=== EXTRACTED INFORMATION ===

Segment Open

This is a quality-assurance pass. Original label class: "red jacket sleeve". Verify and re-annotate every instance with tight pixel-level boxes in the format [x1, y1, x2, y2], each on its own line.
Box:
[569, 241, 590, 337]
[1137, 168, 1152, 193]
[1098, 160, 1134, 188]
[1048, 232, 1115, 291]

Segment Closed

=== DIRECTIONS FOR THIS TASK ===
Transcribe the full listing exactly, omitting nothing.

=== SOLUTION TO THIS TASK ===
This is a quality-assurance pass. Original label class: "red jacket sleeve". Verify and re-annotate every instance with tight pixel-level boxes in the format [x1, y1, x2, y2], each on its own line.
Box:
[569, 241, 590, 337]
[1137, 168, 1152, 193]
[1098, 160, 1134, 188]
[1048, 232, 1115, 291]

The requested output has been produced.